> PROBLEM DESCRIPTION
The answer must consist of each line below that contains the word "bird", copied in full.

> DATA SECTION
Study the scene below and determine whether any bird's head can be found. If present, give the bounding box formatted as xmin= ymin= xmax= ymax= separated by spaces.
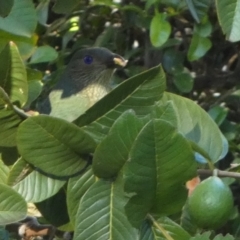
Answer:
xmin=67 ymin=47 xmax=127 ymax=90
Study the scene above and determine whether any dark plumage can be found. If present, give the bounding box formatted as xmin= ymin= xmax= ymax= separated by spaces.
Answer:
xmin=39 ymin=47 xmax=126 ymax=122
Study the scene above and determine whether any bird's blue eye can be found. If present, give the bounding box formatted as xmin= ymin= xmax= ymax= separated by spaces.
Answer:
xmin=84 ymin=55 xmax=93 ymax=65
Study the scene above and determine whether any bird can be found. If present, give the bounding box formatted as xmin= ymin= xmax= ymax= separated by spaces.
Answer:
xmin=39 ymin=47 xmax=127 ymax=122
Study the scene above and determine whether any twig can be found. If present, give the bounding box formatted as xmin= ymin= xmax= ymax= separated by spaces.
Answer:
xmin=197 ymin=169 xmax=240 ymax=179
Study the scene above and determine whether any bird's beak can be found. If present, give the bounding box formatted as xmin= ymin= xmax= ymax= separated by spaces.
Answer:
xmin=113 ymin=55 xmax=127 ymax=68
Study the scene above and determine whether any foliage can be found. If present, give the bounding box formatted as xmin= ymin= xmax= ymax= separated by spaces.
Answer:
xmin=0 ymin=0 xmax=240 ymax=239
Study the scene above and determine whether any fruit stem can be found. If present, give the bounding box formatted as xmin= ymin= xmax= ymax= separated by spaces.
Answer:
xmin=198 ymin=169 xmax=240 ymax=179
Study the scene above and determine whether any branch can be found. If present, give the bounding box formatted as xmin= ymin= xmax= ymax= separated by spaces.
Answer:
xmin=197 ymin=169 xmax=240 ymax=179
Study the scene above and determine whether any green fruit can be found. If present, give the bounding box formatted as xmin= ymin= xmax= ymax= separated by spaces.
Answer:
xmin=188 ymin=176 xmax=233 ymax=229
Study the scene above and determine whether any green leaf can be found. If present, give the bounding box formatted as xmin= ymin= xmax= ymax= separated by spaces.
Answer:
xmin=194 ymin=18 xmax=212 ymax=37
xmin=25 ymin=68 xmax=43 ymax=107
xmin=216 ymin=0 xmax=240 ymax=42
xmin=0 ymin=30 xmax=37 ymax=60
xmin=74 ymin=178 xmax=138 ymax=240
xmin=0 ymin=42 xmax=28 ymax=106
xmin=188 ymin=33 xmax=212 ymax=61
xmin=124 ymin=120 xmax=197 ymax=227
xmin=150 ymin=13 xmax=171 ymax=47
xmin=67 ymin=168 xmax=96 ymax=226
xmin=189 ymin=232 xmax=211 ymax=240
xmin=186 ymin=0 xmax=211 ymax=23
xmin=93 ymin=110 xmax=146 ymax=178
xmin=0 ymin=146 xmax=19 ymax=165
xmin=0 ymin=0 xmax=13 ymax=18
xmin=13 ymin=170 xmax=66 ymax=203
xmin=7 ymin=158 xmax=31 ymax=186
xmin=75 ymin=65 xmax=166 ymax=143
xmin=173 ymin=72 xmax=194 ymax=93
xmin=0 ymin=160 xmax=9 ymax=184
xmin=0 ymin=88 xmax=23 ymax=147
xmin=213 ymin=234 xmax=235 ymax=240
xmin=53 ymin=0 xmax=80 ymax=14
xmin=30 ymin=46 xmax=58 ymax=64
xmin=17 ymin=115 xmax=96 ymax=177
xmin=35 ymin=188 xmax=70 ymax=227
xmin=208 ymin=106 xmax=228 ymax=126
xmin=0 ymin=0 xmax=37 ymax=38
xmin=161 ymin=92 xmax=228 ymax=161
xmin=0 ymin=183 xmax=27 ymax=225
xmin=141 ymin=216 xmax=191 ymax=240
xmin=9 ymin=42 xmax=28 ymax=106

> WRITTEN RESPONSE
Study the scene below and determine whether any bird's head can be found. If present, give the bounding box formatted as xmin= ymin= xmax= ymax= separated by spaces.
Study the scene above and determine whether any bird's blue eye can be found. If present, give the bounding box formatted as xmin= ymin= xmax= ymax= separated by spaces.
Study the scene above and determine whether any bird can be found. If present, give the bounding box formatted as xmin= ymin= xmax= ymax= separated by spaces.
Study the scene above and determine whether any bird's beak can be found. If present, give the bounding box formatted as xmin= ymin= xmax= ymax= separated by spaces.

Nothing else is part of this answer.